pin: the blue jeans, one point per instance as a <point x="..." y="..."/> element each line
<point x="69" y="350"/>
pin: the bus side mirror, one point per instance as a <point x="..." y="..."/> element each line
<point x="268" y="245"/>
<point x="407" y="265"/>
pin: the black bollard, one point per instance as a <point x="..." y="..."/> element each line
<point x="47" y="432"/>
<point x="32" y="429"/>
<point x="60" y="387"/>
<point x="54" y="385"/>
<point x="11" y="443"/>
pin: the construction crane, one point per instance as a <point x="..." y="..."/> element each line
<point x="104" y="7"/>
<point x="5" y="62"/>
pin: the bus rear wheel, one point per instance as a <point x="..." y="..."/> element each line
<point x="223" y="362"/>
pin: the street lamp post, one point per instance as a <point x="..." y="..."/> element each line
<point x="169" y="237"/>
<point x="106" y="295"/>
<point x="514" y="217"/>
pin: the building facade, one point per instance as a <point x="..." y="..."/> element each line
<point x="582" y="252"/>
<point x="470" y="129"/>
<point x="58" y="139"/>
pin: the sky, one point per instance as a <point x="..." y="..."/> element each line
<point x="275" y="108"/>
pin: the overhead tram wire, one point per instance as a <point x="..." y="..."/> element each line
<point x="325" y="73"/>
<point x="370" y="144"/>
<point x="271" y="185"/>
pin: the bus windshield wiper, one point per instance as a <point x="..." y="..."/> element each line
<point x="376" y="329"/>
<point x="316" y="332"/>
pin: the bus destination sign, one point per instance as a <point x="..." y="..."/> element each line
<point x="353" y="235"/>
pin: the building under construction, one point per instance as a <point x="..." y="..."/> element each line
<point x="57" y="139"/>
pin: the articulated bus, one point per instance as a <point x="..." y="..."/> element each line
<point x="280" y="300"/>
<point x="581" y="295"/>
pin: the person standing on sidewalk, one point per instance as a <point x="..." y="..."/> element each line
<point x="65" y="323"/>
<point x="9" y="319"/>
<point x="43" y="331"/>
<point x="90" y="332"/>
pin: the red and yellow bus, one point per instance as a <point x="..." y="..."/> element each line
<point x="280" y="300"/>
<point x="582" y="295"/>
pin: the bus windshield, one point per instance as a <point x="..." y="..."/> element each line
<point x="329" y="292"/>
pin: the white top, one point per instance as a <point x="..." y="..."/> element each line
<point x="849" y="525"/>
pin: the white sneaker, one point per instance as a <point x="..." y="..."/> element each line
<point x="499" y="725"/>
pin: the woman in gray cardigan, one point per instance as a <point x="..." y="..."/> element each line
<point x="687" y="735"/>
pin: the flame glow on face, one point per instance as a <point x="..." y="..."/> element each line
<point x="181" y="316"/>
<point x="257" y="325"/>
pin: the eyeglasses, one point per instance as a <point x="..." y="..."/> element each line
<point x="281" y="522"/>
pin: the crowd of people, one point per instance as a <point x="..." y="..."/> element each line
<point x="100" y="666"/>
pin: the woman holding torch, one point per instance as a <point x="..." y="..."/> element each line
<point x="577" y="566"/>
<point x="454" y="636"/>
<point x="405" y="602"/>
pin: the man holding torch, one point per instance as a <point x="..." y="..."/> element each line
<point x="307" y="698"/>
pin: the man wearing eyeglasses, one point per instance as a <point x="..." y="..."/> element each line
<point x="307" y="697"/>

========

**PROBLEM DESCRIPTION**
Rewrite the lines above, starting with the one that contains "pin: the flame" and running through the last line, as a JSON list of strings with one string per line and blank lines left out. Include only those lines.

**TASK OUTPUT**
[
  "pin: the flame glow on face, one point per instance as a <point x=\"...\" y=\"...\"/> element each line",
  "<point x=\"181\" y=\"316\"/>",
  "<point x=\"257\" y=\"325\"/>",
  "pin: the eyeglasses, one point per instance as a <point x=\"...\" y=\"...\"/> element each line",
  "<point x=\"281\" y=\"522\"/>",
  "pin: the crowd of people, one point per instance as a <point x=\"...\" y=\"...\"/> element each line",
  "<point x=\"100\" y=\"666\"/>",
  "pin: the woman holding torch, one point per instance as a <point x=\"...\" y=\"...\"/> element each line",
  "<point x=\"577\" y=\"566\"/>",
  "<point x=\"454\" y=\"636\"/>",
  "<point x=\"405\" y=\"602\"/>",
  "pin: the man holding torch, one point per instance as a <point x=\"...\" y=\"...\"/> element each line",
  "<point x=\"307\" y=\"698\"/>",
  "pin: the man wearing eyeglasses, one point per instance as a <point x=\"...\" y=\"...\"/> element each line",
  "<point x=\"307\" y=\"697\"/>"
]